Text excerpt:
Publications

End of an Era: Supreme Court Limits SEC’s Use of In-House Courts

July 1, 2024

Takeaways

  • The U.S. Supreme Court, in a 6-3 ruling, has curtailed the SEC’s ability to bring administrative proceedings, via its in-house judicial forum, to impose civil penalties, affirming the right to a jury trial under the Seventh Amendment.
  • This decision stems from the SEC v. Jarkesy case, where hedge fund manager George Jarkesy was accused of securities fraud.
  • The ruling, along with others issued by the Court this term disassembling the Administrative State, is a significant blow to the enforcement power of federal agencies using in-house tribunals and raises further questions about the constitutionality of administrative law judges utilized by the SEC, CFTC, prudential regulators and potentially SROs.

On June 27, 2024, the Supreme Court issued a stunning decision in the highly watched SEC v. Jarkesy.  The court ruled that the SEC’s use of in-house adjudicatory forums to impose civil penalties in fraud cases violates the Seventh Amendment right to a jury trial. The majority upheld the Fifth Circuit’s decision, stating that when the SEC seeks civil penalties for securities fraud, an analogue to common law fraud, defendants are entitled to a jury trial. The Court’s decision did not address the other constitutional issues of the non-delegation doctrine and removal protections for administrative law judges raised by the Fifth Circuit.

The case began when the SEC initiated an enforcement action against George Jarkesy, Jr., an investment adviser, and his firm, Patriot 28 LLC, for alleged violations of the antifraud provisions contained in federal securities laws. The SEC opted to pursue the matter in-house, and following a hearing before an administrative law judge who is on the SEC payroll, found Jarkesy and Patriot 28 liable for securities violations, imposing a civil penalty of $300,000. Jarkesy and his firm sought judicial review, and the Fifth Circuit vacated the SEC’s order, ruling that adjudicating the matter in-house violated the defendants’ Seventh Amendment right to a jury trial. The Supreme Court affirmed this ruling, holding that when the SEC seeks civil penalties for securities fraud, the Seventh Amendment entitles defendants to a jury trial.

Goal of the exercise:
Please answer these questions using the article on the Jarkesy ruling:
1. By what vote did the Supreme Court decide the case?
2. On what date did the Court issue its decision?
3. What civil penalty did the SEC impose on Jarkesy and Patriot 28?

Dataset section:
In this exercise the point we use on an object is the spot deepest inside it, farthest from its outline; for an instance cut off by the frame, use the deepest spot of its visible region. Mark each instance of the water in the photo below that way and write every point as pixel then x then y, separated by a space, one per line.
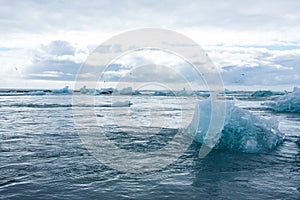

Answer to the task:
1. 6-3
2. June 27, 2024
3. $300,000